* _Task objective_
In the entries below, take every line starting at the one containing "Mark every instance of the window pane" and ending with the last line of the entries. Give these lines as a numbered list, leaving out any blank lines.

* _Record set_
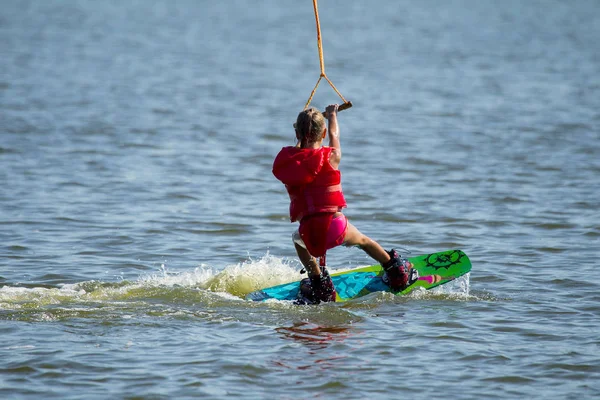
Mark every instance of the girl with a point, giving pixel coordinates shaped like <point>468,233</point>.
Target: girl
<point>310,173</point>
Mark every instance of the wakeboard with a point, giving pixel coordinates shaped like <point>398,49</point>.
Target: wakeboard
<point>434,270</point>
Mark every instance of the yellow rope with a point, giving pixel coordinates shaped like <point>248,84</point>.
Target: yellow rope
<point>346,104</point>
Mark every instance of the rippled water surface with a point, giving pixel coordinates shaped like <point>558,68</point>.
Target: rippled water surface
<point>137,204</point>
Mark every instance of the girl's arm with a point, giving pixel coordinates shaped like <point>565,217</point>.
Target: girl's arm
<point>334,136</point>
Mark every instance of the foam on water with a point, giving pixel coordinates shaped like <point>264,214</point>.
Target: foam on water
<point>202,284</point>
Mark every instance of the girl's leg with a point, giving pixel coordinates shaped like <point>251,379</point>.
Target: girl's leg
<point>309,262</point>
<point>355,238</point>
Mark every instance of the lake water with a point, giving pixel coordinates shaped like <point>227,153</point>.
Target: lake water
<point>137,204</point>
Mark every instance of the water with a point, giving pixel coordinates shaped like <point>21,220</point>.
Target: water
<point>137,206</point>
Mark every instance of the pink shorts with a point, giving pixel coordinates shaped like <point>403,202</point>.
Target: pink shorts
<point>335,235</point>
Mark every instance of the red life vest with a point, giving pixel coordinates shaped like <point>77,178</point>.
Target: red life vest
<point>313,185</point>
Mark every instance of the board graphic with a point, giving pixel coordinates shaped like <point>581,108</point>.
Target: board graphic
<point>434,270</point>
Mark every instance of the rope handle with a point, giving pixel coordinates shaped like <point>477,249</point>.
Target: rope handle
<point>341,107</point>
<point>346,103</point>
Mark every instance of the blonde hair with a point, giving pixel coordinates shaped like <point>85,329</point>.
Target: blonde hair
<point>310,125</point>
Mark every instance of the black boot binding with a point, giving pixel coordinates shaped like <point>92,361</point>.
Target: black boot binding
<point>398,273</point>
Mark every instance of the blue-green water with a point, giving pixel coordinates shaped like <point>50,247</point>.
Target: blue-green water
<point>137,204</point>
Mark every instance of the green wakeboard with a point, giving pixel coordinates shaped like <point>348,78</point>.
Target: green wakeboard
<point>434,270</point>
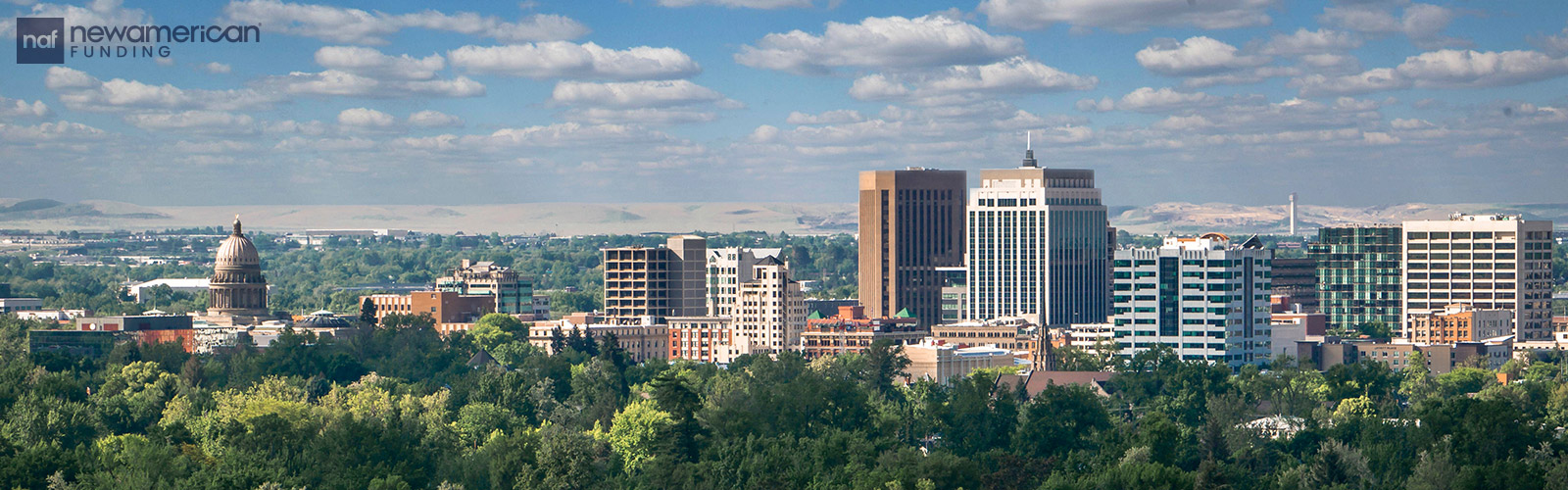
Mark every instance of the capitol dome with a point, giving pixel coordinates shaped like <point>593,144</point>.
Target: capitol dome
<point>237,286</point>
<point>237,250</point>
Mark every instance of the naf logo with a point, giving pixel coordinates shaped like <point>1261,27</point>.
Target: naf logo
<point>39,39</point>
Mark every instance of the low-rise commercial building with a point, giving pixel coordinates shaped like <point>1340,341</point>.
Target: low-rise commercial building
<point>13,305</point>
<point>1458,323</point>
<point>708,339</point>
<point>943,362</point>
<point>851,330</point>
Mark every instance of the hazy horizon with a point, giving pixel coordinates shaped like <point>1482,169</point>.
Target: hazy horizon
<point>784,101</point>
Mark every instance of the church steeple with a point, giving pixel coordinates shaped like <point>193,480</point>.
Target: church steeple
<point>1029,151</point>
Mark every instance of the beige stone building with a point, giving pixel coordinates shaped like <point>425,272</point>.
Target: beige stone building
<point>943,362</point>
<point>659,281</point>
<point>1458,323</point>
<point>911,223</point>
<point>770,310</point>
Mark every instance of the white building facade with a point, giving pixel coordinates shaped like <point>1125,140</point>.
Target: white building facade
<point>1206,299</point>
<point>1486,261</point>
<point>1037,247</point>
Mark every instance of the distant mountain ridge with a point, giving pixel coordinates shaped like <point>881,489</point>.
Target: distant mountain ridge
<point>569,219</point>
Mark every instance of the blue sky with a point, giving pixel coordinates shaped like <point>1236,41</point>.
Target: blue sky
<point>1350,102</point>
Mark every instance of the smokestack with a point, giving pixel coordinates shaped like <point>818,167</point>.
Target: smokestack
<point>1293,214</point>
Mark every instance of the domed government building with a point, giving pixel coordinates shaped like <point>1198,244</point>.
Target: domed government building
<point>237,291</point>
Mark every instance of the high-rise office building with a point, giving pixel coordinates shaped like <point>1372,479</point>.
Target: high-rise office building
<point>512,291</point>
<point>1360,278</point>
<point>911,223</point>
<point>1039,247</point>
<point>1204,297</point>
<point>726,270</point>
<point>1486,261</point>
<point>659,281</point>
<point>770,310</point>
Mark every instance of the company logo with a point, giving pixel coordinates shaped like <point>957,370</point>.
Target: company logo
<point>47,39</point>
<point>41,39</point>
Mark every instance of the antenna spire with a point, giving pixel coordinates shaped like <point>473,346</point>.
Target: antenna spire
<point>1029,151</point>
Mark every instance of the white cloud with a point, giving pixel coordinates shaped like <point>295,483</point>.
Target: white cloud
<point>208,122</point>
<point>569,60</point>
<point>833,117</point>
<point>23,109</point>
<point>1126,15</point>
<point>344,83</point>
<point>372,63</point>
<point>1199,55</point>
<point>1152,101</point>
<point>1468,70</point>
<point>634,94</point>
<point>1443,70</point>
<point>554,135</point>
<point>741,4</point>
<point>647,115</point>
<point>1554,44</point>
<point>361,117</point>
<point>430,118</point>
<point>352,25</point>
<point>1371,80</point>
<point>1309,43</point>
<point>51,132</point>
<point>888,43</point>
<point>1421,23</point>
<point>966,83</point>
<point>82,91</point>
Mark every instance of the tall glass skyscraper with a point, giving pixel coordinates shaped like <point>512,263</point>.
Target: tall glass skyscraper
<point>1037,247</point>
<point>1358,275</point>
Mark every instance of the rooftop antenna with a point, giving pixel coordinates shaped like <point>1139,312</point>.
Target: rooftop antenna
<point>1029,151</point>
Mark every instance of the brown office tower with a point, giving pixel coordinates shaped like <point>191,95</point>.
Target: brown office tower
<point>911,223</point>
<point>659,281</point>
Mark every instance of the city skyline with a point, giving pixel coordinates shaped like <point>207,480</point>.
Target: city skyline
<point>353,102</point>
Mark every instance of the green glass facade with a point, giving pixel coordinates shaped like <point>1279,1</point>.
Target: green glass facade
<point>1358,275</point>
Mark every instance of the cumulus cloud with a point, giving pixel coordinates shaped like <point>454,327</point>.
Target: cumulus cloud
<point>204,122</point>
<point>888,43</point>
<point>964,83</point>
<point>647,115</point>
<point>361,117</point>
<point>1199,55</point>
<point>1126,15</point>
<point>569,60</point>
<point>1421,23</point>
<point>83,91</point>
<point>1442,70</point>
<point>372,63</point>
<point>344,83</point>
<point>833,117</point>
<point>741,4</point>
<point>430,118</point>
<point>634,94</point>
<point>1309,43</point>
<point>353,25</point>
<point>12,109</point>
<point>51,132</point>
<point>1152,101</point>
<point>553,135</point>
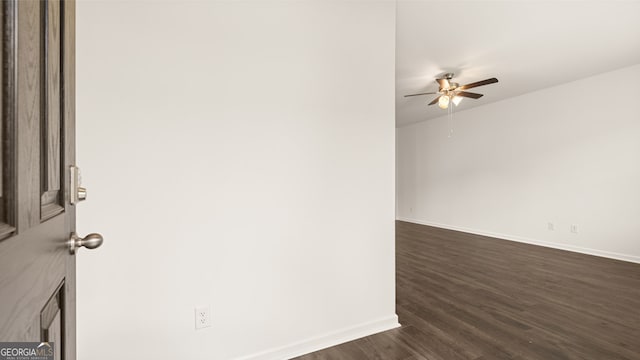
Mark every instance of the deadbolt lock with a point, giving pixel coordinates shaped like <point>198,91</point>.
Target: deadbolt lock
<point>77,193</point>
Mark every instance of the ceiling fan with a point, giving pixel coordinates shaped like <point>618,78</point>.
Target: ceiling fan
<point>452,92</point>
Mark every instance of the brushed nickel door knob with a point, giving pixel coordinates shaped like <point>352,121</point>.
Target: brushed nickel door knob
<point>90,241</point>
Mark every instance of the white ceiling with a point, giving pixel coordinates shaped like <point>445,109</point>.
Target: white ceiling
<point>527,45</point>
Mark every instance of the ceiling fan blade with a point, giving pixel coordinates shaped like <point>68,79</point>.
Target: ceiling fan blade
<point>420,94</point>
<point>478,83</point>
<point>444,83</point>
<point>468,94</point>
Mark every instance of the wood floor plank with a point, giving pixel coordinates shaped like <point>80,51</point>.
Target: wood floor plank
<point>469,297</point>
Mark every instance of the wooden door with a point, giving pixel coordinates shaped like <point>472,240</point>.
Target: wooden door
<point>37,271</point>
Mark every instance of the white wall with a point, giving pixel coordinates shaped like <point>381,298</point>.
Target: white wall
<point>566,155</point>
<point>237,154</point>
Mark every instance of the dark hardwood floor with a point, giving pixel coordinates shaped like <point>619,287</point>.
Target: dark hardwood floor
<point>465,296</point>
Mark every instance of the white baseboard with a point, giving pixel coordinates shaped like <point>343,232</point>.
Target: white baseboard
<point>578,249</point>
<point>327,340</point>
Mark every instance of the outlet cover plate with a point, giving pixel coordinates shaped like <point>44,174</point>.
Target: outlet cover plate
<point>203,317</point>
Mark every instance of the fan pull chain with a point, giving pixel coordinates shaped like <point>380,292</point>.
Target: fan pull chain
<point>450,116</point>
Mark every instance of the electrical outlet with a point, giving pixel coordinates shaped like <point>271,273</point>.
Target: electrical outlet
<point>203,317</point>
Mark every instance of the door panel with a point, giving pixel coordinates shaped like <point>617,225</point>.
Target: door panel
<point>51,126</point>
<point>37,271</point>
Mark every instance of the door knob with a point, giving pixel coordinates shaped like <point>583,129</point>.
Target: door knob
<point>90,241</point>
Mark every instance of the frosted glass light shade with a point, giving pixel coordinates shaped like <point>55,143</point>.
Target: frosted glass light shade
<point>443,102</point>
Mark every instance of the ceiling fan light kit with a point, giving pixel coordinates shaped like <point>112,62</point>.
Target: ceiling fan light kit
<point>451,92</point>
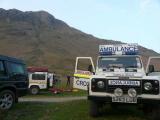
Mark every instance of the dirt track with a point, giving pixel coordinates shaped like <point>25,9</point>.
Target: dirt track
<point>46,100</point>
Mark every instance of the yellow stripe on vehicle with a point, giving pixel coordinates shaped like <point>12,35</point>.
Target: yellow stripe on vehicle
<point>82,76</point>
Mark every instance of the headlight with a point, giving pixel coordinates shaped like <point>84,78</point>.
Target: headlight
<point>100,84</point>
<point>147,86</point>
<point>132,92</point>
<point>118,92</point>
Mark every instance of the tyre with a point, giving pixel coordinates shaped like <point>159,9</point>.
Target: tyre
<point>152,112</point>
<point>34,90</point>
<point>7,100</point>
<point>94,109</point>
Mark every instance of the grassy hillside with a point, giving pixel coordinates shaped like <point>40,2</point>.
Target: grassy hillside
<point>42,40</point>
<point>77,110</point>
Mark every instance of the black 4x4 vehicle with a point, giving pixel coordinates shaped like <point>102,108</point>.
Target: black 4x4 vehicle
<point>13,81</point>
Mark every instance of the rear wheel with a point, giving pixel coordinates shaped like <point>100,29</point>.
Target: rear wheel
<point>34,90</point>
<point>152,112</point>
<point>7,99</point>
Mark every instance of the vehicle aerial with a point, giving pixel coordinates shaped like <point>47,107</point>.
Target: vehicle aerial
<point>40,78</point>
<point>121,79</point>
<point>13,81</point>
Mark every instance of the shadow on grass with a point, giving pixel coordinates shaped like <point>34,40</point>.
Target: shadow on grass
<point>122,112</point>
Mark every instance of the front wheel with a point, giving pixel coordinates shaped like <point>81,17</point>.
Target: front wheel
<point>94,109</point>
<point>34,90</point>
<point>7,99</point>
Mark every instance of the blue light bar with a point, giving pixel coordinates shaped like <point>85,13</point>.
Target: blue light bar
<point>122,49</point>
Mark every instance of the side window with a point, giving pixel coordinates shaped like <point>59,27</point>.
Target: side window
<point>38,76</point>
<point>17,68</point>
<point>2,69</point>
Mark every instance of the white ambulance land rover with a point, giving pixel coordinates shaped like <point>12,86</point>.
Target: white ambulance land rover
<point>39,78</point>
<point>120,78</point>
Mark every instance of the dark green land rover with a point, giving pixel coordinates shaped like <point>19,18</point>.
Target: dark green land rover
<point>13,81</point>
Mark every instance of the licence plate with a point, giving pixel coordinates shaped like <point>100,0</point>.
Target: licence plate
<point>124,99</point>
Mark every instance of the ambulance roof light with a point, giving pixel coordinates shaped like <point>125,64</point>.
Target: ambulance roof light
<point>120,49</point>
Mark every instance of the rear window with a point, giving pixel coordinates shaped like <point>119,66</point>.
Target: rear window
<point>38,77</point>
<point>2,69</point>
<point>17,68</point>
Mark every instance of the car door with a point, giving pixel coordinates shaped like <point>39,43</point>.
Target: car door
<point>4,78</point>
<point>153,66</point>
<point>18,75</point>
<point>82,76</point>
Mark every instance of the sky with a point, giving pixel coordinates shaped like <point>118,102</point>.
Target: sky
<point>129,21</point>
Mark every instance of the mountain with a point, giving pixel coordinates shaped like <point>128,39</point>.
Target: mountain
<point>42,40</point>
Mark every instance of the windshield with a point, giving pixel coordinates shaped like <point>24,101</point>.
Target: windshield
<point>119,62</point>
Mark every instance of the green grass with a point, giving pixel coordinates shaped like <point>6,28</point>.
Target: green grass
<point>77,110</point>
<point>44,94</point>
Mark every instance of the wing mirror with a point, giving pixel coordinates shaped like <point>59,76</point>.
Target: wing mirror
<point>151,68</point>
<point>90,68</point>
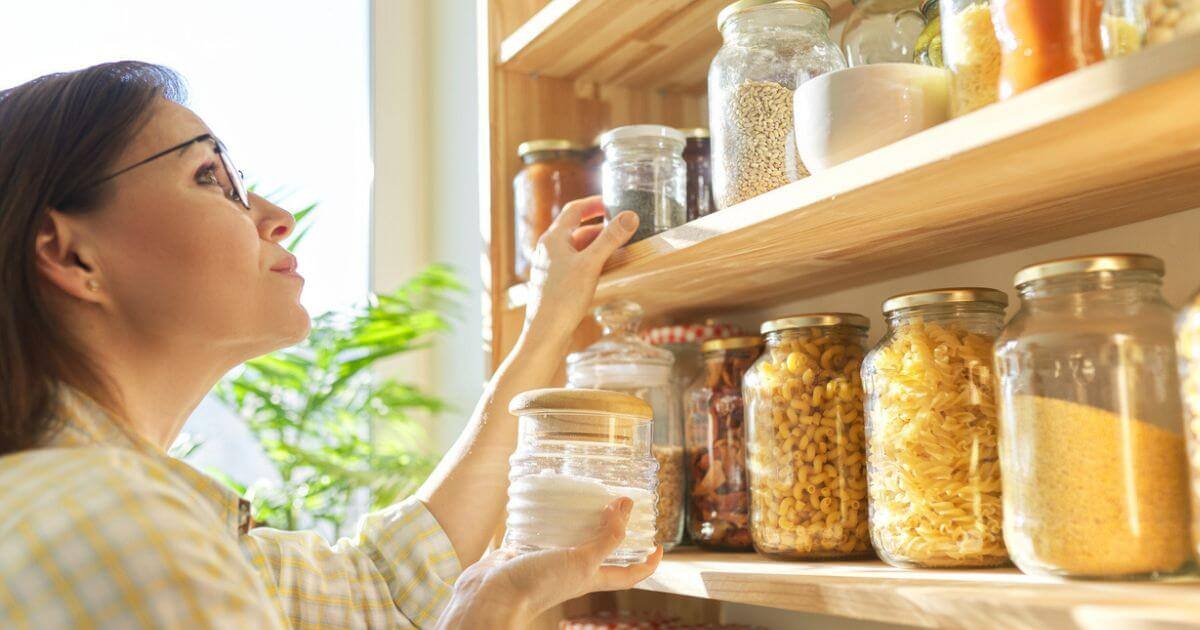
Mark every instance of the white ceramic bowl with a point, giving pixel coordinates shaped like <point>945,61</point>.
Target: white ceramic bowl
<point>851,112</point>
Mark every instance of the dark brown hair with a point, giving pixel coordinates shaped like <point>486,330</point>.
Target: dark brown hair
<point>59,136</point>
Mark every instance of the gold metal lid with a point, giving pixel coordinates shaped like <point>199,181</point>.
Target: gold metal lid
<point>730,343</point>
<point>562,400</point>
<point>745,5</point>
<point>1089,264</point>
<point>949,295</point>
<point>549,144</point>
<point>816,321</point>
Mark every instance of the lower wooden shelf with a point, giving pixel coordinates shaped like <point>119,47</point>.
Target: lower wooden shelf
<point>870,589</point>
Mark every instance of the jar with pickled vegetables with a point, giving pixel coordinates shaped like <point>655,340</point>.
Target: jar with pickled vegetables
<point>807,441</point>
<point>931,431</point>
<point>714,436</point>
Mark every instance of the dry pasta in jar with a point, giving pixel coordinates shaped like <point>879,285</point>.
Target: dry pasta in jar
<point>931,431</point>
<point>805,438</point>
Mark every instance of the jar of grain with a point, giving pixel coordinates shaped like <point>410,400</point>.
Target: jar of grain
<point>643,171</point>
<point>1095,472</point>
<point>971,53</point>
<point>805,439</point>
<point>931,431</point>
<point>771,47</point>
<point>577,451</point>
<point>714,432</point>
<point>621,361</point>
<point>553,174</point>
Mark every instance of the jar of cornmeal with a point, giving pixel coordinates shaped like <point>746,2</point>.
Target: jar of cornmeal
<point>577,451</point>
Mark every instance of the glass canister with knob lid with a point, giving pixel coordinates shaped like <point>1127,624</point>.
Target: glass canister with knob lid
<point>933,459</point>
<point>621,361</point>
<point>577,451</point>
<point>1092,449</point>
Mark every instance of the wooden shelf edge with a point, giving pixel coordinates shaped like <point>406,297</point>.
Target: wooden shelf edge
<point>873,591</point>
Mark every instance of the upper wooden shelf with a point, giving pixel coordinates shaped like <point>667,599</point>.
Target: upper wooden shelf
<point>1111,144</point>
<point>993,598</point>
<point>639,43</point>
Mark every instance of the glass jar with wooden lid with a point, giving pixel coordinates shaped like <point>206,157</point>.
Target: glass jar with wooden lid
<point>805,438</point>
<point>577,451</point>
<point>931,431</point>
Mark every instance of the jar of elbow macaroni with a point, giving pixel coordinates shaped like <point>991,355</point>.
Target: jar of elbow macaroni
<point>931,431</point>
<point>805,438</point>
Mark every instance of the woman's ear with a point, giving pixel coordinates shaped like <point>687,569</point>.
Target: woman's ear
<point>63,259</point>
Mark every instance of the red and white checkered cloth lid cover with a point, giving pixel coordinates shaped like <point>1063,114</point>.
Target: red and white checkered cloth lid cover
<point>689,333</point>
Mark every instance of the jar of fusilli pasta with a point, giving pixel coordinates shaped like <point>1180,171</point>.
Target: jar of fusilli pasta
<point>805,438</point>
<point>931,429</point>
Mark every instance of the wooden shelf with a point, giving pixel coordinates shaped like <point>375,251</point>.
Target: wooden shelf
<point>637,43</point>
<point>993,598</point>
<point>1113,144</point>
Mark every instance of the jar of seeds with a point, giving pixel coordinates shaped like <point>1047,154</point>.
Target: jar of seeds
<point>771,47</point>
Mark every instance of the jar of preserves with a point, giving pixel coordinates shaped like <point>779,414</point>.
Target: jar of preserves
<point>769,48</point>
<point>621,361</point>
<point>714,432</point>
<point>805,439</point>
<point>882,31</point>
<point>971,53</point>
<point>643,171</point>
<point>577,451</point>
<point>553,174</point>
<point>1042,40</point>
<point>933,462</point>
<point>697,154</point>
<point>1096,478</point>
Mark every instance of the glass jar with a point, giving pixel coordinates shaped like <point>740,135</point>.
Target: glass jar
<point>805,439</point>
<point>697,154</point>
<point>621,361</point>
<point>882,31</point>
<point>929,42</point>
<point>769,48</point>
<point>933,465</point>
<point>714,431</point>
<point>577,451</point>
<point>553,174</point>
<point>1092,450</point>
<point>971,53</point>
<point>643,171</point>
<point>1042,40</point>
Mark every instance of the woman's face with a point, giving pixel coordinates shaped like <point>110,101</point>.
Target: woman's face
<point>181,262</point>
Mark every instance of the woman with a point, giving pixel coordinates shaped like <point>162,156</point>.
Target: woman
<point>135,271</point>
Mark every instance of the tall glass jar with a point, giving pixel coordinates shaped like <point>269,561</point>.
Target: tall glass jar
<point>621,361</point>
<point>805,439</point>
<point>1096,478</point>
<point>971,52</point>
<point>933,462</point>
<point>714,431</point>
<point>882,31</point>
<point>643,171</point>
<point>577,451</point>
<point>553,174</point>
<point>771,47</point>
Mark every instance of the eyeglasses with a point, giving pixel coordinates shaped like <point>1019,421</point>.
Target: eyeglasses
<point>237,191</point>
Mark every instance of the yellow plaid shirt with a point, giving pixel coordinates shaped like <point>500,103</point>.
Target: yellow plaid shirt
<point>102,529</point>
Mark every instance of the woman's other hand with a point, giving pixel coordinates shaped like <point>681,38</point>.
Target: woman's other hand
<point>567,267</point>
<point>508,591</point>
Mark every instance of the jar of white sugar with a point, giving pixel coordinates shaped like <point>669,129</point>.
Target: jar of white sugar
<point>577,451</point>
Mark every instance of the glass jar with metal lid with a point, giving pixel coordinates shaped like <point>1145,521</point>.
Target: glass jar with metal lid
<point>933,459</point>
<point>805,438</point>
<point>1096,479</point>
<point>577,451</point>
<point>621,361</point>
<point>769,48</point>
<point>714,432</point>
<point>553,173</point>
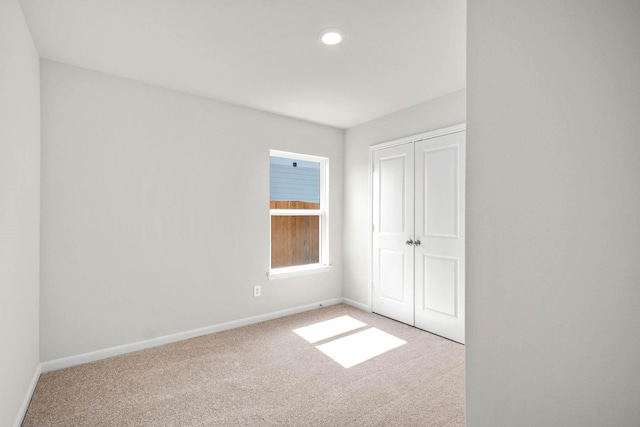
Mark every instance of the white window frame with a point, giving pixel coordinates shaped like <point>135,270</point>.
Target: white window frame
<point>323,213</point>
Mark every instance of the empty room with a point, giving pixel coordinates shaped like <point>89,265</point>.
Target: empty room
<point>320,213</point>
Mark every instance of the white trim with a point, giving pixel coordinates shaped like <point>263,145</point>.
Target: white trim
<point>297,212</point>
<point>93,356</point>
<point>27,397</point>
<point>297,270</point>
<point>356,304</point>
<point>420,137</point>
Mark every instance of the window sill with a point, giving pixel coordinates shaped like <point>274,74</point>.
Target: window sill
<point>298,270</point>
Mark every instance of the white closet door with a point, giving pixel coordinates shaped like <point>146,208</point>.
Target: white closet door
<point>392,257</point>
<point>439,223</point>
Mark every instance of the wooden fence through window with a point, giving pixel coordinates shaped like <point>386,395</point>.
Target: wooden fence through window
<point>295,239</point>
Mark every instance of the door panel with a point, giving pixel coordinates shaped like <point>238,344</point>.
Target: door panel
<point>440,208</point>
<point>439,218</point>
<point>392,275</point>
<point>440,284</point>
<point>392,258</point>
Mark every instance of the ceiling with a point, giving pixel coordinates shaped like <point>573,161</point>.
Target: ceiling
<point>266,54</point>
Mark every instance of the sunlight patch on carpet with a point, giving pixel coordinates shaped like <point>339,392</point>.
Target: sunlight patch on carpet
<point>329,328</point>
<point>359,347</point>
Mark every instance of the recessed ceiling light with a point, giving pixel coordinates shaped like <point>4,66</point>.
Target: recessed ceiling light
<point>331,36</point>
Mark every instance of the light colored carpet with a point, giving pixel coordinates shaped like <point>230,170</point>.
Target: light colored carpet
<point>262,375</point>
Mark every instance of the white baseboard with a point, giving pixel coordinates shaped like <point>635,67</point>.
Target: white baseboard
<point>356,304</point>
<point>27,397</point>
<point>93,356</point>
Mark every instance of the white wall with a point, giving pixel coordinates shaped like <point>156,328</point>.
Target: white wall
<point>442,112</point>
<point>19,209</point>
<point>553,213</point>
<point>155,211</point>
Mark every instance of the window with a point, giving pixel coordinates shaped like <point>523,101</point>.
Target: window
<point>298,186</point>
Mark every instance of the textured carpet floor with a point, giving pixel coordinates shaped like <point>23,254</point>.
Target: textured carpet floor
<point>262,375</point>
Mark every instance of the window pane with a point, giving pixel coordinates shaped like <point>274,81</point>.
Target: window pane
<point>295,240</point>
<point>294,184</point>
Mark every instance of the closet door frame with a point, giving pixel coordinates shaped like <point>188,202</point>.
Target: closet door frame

* _Response to the exercise_
1. Mark every instance of the window pane with a point, giving pixel coordinates shaped like <point>274,81</point>.
2. Target: window pane
3. <point>295,240</point>
4. <point>294,184</point>
5. Mark every instance of the closet door frame with a point, giving pixel coordinates shaped like <point>188,202</point>.
6. Target: closet door frame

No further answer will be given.